*Consegna*. Estrai dalle voci ogni riga che contiene la stringa "headboard".

*Righe tratte da un dataset di puntamento*.
+++

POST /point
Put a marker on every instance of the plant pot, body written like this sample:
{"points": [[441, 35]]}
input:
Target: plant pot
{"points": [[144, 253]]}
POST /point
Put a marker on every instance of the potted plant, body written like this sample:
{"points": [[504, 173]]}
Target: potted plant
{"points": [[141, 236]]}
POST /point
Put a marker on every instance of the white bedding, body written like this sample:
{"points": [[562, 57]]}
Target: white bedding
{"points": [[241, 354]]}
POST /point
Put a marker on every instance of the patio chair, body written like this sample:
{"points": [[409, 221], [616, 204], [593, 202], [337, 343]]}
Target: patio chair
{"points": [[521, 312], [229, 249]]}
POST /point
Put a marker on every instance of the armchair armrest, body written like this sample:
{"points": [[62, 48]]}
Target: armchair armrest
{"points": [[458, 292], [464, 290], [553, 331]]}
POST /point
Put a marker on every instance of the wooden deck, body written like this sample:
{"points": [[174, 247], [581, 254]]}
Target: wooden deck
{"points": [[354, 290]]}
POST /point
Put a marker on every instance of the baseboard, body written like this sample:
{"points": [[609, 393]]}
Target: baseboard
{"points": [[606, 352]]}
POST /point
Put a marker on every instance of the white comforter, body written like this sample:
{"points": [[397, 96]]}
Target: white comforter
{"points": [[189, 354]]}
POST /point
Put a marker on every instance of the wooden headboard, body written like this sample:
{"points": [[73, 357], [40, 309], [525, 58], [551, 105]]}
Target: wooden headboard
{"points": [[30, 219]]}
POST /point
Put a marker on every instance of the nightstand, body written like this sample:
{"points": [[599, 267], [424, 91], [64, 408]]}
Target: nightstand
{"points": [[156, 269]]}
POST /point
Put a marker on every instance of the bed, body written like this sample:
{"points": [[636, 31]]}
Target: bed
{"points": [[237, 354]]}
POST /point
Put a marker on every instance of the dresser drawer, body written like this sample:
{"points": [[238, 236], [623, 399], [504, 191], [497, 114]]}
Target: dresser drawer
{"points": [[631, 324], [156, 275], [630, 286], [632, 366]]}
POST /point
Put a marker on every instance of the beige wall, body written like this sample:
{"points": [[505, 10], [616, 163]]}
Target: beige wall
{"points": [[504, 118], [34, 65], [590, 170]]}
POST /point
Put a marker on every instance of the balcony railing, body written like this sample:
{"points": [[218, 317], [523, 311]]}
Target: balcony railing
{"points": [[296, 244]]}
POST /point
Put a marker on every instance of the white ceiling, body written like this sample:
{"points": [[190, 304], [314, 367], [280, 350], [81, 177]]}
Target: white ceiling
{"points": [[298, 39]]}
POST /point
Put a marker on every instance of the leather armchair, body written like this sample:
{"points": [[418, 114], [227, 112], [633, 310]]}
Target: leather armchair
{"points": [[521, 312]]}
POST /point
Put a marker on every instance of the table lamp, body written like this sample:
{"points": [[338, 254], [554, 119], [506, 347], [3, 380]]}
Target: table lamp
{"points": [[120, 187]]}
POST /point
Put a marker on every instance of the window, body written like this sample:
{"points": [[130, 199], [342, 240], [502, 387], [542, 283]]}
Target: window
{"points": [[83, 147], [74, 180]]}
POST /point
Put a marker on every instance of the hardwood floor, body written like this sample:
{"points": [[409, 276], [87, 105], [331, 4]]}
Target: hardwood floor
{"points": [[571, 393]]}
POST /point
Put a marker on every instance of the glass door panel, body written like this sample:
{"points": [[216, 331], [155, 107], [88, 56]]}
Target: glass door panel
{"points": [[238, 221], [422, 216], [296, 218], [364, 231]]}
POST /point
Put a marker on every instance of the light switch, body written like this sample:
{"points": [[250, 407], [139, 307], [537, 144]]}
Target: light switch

+++

*Esito della consegna*.
Put a marker on every instance of the wooden headboard, body written like this sample:
Target: wooden headboard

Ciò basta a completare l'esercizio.